There's other places, you guys.
That's hot.
"Billie Chase."
Well, you know what?
Cheers, bro.
This was the perfect way to celebrate
you finally getting up off your ***,
manning up
and turning in your application for
Application for what?
"Application for what?"
- You just said, "application for"?
- What?
Just answer me this:
is he from St. Louis?
I'm starting to get the idea
that you guys didn't come here
to hang out with me.
You know what? Screw it.
I found this note in his room.
What is so hard
for him to say to me?
Maybe I should
put a bag over your head,
drive you to the middle of the woods
and we can talk there?
Look, why don't you guys
hassle Zack over this, okay?
I have to get to work now, so
Call me, australian lady.
It's me, Davis. Open up!
Is that Billie's thigh thingy?
- I guess so.
- Can I have that?
- What, why are you here?
- She's on to you,
Her and her fancy lady posse were
in my apartment sexually harassing me
and stealing my bologna.
- What? Why?
- She knows!
She knows about the application!
I don't know how, but she knows, and
did you start writing her
some candy-*** note?

[Region pointing data]

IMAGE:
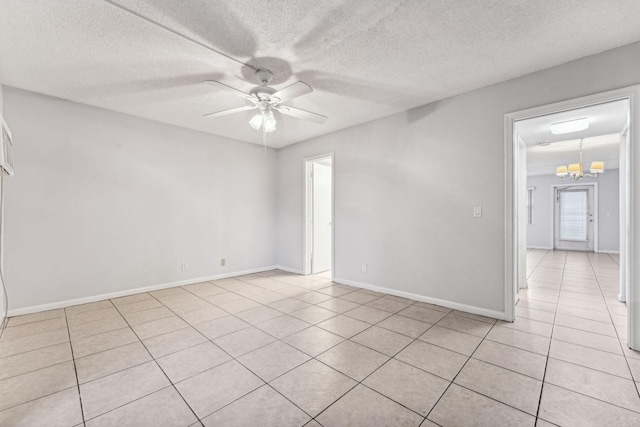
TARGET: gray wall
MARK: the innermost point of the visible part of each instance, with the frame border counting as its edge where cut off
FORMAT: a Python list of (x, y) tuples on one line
[(405, 186), (103, 202), (539, 234)]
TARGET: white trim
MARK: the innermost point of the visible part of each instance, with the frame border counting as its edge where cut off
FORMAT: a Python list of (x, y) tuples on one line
[(94, 298), (631, 253), (289, 269), (306, 264), (444, 303)]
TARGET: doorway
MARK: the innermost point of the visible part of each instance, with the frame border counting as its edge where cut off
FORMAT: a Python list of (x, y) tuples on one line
[(574, 218), (319, 214), (629, 195)]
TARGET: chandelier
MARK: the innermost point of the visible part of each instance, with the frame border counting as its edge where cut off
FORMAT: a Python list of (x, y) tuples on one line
[(576, 171)]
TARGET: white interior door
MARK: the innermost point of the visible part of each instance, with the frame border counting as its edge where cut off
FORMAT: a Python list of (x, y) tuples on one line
[(574, 216), (321, 217)]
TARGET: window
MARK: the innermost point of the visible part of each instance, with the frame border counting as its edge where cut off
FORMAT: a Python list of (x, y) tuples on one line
[(529, 204)]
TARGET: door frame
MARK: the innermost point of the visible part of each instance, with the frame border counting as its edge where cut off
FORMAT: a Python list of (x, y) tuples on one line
[(306, 211), (631, 251), (555, 188)]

_PROBLEM TO WORK ON_
Please answer these questions from the dialogue.
(a) What was found in "his room"?
(b) Whom does one speaker suggest the others hassle instead?
(c) What was stolen from the apartment along with the sexual harassment?

_RESPONSE AREA_
(a) A note
(b) Zack
(c) Bologna